**SOURCE TEXT**
★ ★ ★ ★ ★

## Wednesday, January 8, 2014

### Empirical Bayes and shrinkage

One thing I did not mention in my last post is that empirical Bayes is fundamentally a shrinkage approach.

Shrinkage relates to the idea that you can improve an estimator by combining it with other information. In the example of the last post, when the population parameters are not known, estimating allele frequencies at a given locus can be improved by pooling similar problems (other unlinked loci), so as to estimate the population parameters across loci, and then use this information about the population for the estimation at each locus.

Shrinkage entails some tradeoff: you get better properties averaged over the group, at the expense of good frequentist properties for each item. The tradeoff is thus between point-wise and group-wise frequentist properties.

There is an interesting story about Stein's paradox, shrinkage and empirical Bayes (see Brad Efron and Carl Morris on the subject, references below).

In brief, here is the idea.

Suppose that we observe $X$, normally distributed of unknown mean $\theta$ and known variance $\sigma^2$: $X\sim N(\theta, \sigma^2)$. We want to estimate $\theta$. Obviously, $\hat \theta = X$ is our best estimator.

★ ★ ★ ★ ★

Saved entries
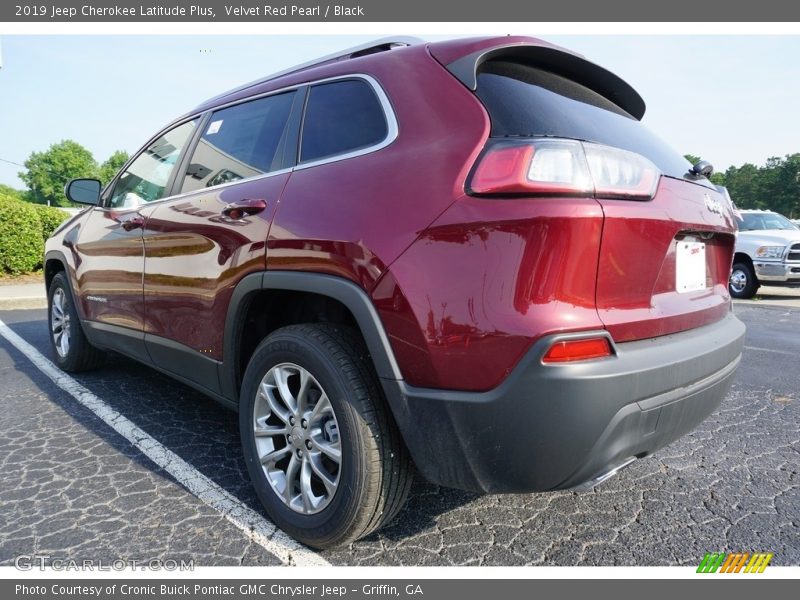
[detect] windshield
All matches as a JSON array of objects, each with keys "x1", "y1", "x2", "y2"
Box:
[{"x1": 739, "y1": 213, "x2": 800, "y2": 231}]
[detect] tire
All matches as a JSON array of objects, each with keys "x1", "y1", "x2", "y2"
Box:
[
  {"x1": 239, "y1": 324, "x2": 413, "y2": 549},
  {"x1": 728, "y1": 262, "x2": 760, "y2": 300},
  {"x1": 47, "y1": 272, "x2": 105, "y2": 373}
]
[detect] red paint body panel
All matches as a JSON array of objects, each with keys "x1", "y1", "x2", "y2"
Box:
[
  {"x1": 73, "y1": 208, "x2": 148, "y2": 330},
  {"x1": 373, "y1": 196, "x2": 603, "y2": 390},
  {"x1": 267, "y1": 47, "x2": 489, "y2": 290},
  {"x1": 48, "y1": 37, "x2": 735, "y2": 398},
  {"x1": 144, "y1": 173, "x2": 289, "y2": 360},
  {"x1": 597, "y1": 177, "x2": 735, "y2": 342}
]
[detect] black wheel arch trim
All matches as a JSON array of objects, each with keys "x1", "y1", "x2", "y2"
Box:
[
  {"x1": 220, "y1": 271, "x2": 403, "y2": 403},
  {"x1": 43, "y1": 250, "x2": 86, "y2": 321}
]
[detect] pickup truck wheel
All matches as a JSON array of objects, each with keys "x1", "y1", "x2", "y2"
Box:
[
  {"x1": 239, "y1": 324, "x2": 412, "y2": 548},
  {"x1": 47, "y1": 273, "x2": 105, "y2": 373},
  {"x1": 728, "y1": 262, "x2": 759, "y2": 299}
]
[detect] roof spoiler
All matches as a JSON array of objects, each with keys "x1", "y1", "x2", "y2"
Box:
[{"x1": 445, "y1": 44, "x2": 646, "y2": 120}]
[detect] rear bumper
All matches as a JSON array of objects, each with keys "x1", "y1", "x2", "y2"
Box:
[{"x1": 384, "y1": 313, "x2": 745, "y2": 493}]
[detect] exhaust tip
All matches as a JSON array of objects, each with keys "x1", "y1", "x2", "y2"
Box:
[{"x1": 572, "y1": 456, "x2": 636, "y2": 492}]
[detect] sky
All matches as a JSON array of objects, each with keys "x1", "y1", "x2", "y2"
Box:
[{"x1": 0, "y1": 34, "x2": 800, "y2": 189}]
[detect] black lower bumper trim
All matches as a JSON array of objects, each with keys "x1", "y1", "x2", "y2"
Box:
[{"x1": 384, "y1": 314, "x2": 744, "y2": 493}]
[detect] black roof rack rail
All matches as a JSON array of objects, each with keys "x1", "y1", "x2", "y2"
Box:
[{"x1": 204, "y1": 36, "x2": 425, "y2": 104}]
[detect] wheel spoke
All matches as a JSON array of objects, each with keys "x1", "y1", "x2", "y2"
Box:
[
  {"x1": 317, "y1": 440, "x2": 342, "y2": 464},
  {"x1": 308, "y1": 454, "x2": 336, "y2": 496},
  {"x1": 297, "y1": 369, "x2": 312, "y2": 415},
  {"x1": 259, "y1": 383, "x2": 291, "y2": 425},
  {"x1": 59, "y1": 330, "x2": 69, "y2": 356},
  {"x1": 311, "y1": 394, "x2": 333, "y2": 422},
  {"x1": 261, "y1": 446, "x2": 294, "y2": 467},
  {"x1": 300, "y1": 458, "x2": 315, "y2": 512},
  {"x1": 275, "y1": 367, "x2": 297, "y2": 414},
  {"x1": 283, "y1": 454, "x2": 300, "y2": 506},
  {"x1": 253, "y1": 423, "x2": 289, "y2": 437}
]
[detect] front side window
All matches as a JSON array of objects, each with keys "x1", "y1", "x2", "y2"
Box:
[
  {"x1": 108, "y1": 119, "x2": 198, "y2": 208},
  {"x1": 181, "y1": 92, "x2": 295, "y2": 192},
  {"x1": 300, "y1": 79, "x2": 389, "y2": 162}
]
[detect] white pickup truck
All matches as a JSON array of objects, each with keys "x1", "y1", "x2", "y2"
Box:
[{"x1": 728, "y1": 210, "x2": 800, "y2": 298}]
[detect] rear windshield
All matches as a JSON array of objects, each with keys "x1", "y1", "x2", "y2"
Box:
[{"x1": 476, "y1": 61, "x2": 706, "y2": 183}]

★ ★ ★ ★ ★

**REQUIRED ACTION 1**
Answer these questions from the shrinkage post, one answer per line, marked like the questions.
(a) What idea does shrinkage relate to?
(b) What is the tradeoff that shrinkage entails?
(c) Which two authors does the post point to on Stein's paradox, shrinkage and empirical Bayes?
**REQUIRED ACTION 2**
Condense the paragraph of the shrinkage post beginning "Shrinkage relates to the idea" into a short bulleted list that keeps its main facts.
**REQUIRED ACTION 3**
Summarize the shrinkage post in two sentences.

**WORKED SOLUTION 1**
(a) The idea that an estimator can be improved by combining it with other information.
(b) A tradeoff between point-wise and group-wise frequentist properties: better properties averaged over the group, at the expense of good frequentist properties for each item.
(c) Brad Efron and Carl Morris.

**WORKED SOLUTION 2**
- Shrinkage means improving an estimator by combining it with other information.
- Example from the last post: when population parameters are unknown, allele-frequency estimates at a given locus can be improved by pooling similar problems (other unlinked loci).
- The population parameters are estimated across loci, and that information is then used for the estimate at each locus.

**WORKED SOLUTION 3**
Empirical Bayes is fundamentally a shrinkage approach, improving an estimator by combining it with other information, such as pooling unlinked loci to estimate population parameters for allele-frequency estimates at each locus. This trades good frequentist properties for each item for better properties averaged over the group, a topic connected to Stein's paradox.